§ Task objective
Rewrite the part of the material below that opens with the line containing "where the building" and closes with the line containing "left=22, top=0, right=474, bottom=441", swapping "building facade" for "storefront" and leaving everything else unchanged.

§ Record excerpts
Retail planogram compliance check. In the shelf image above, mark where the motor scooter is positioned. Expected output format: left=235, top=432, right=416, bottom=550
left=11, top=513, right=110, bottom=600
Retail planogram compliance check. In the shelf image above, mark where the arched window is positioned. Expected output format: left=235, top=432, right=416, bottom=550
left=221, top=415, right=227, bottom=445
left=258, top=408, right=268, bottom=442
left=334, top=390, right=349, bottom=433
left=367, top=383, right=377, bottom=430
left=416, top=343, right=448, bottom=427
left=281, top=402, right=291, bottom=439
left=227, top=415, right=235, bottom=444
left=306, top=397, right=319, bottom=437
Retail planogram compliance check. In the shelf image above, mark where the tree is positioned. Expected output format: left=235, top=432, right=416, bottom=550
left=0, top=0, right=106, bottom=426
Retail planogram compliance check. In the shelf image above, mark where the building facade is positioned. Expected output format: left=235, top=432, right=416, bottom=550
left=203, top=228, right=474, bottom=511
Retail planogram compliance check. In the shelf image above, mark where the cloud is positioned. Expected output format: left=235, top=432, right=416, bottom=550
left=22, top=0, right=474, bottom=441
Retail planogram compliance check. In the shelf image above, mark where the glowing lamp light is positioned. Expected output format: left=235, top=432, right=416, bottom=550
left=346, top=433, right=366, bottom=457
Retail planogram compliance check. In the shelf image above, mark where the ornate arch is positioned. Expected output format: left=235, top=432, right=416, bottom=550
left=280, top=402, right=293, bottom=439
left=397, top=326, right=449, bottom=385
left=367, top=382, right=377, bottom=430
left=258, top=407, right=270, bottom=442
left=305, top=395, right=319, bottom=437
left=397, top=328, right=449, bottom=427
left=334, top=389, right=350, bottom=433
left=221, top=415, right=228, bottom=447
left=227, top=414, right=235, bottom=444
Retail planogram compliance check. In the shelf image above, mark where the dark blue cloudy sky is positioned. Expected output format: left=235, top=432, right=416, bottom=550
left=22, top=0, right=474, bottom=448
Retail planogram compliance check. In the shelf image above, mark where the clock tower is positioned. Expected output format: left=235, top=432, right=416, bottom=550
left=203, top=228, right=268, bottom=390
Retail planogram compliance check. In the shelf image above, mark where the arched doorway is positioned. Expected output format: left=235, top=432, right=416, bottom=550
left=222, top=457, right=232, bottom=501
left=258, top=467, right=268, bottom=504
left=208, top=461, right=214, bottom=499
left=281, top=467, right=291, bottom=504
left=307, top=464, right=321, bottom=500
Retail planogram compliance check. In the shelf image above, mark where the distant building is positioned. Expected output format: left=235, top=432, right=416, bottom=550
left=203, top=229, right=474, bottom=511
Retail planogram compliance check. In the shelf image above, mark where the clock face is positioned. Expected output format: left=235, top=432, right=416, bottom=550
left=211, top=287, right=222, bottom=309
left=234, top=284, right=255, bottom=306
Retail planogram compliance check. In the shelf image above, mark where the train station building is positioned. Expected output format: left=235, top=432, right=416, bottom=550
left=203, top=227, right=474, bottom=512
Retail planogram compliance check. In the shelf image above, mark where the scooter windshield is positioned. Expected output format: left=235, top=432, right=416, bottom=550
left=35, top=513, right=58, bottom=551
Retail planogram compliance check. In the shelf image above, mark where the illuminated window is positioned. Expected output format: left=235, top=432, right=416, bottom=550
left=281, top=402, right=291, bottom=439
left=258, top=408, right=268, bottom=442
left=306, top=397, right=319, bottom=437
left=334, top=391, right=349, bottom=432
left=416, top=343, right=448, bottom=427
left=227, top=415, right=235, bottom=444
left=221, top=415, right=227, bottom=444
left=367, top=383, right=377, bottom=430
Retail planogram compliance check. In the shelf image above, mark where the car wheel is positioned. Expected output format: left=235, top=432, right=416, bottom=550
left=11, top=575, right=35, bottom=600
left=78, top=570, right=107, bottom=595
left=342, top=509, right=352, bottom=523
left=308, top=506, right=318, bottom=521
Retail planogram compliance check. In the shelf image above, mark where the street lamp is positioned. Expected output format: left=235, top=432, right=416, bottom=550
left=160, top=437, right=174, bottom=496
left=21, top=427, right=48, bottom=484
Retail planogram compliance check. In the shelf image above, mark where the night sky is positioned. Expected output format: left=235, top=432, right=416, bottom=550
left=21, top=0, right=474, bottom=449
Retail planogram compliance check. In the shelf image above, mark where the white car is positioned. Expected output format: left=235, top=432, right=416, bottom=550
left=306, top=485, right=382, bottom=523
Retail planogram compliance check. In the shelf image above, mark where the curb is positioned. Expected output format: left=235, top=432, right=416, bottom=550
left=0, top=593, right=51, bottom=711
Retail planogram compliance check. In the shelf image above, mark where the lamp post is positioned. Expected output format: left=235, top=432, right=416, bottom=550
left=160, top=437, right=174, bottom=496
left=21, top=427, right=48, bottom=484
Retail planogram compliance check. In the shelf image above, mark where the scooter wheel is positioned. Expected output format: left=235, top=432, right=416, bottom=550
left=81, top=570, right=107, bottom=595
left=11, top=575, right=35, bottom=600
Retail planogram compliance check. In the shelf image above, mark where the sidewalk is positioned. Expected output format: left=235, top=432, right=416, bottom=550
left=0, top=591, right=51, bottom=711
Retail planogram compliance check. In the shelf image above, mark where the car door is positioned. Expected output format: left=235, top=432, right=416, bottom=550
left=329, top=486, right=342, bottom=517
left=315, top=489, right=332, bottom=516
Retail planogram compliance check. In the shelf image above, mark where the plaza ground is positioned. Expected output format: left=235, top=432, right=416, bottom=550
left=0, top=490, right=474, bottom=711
* * *
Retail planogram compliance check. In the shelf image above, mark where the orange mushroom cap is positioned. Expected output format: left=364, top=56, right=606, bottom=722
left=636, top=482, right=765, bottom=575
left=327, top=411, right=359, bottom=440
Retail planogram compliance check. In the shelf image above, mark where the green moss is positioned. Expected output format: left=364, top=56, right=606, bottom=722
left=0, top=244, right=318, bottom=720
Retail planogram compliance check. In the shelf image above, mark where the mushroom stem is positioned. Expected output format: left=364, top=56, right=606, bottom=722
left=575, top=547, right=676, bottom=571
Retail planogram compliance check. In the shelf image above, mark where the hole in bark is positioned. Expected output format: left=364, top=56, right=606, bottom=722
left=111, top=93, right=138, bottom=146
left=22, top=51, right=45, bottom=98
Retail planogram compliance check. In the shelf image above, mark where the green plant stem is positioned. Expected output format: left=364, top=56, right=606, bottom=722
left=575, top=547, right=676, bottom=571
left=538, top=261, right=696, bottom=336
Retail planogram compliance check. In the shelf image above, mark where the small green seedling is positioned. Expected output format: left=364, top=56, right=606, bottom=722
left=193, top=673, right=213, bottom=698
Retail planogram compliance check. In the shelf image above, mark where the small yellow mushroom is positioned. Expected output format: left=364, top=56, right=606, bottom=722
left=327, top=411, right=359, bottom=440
==
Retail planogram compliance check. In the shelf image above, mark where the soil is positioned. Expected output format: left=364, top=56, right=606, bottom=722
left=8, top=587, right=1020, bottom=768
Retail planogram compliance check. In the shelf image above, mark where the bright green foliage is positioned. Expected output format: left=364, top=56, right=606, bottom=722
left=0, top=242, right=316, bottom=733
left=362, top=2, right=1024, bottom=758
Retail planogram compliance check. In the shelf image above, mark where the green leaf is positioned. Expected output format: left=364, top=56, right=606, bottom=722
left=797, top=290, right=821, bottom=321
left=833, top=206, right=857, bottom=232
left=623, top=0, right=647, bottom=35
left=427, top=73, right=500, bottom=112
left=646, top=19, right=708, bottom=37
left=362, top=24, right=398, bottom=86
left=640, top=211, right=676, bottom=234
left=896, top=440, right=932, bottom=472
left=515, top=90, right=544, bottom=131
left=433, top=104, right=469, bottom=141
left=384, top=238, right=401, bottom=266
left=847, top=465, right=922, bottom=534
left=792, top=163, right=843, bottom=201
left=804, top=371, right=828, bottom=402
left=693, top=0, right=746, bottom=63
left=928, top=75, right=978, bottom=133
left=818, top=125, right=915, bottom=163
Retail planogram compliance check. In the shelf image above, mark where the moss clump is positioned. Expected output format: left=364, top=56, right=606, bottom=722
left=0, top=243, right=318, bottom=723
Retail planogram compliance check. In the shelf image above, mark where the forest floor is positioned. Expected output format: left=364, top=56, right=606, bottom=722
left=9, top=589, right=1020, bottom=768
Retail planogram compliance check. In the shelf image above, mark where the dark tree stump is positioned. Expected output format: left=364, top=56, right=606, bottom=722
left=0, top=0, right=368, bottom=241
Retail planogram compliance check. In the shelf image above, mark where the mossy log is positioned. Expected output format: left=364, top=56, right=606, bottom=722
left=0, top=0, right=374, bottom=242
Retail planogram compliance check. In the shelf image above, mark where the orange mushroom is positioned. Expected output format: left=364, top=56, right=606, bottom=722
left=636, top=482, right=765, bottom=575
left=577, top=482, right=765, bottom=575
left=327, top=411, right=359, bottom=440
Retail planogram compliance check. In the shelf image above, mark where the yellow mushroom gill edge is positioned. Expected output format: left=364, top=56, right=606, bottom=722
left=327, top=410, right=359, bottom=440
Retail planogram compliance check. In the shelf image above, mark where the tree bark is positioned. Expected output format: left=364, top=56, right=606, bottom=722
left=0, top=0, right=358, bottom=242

§ Task solution
Retail planogram compliance check. In the shelf image above, mark where the storefront is positioned. Expected output format: left=235, top=432, right=416, bottom=550
left=203, top=228, right=474, bottom=511
Retail planogram compliance check. In the shelf image above, mark where the cloud is positioned. Expected output format: left=235, top=432, right=416, bottom=550
left=22, top=0, right=474, bottom=441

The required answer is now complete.